> **Task instructions**: The listing has to be given again in full and exactly.
--
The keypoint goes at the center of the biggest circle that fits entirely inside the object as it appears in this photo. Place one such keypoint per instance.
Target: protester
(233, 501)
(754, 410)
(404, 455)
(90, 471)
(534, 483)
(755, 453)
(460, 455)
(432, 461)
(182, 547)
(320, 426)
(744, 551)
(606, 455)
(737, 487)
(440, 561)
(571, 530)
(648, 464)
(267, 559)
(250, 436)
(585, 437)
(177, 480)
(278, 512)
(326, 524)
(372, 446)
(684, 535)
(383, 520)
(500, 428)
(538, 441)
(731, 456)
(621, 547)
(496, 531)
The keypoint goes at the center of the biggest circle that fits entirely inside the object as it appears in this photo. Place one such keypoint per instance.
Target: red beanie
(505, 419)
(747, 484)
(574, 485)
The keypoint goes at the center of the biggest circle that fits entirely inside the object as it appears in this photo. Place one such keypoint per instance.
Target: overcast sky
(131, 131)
--
> **Solution for this problem**:
The keypoint goes at the center of the biggest circle that fits entirely inside the object as it appears in this photo. Place one such keypoint per instance.
Target: protester
(233, 501)
(754, 410)
(404, 455)
(90, 471)
(534, 483)
(755, 453)
(460, 455)
(432, 461)
(182, 547)
(320, 426)
(744, 551)
(606, 455)
(737, 487)
(440, 561)
(571, 530)
(648, 464)
(267, 559)
(250, 436)
(585, 437)
(177, 480)
(278, 512)
(326, 524)
(372, 446)
(684, 535)
(383, 520)
(500, 428)
(538, 441)
(731, 456)
(621, 547)
(496, 531)
The keypoint goes at the center of the biggest circle that fits entirely inside the object as it appears in this photo. Place one such keypoint per instance.
Target: red beanie
(505, 419)
(747, 484)
(574, 485)
The keypoint goes at the center of the biggest circle that fits entirely inside the object as it appears in this photo. Place one such keypoint per instance.
Target: overcast sky
(131, 131)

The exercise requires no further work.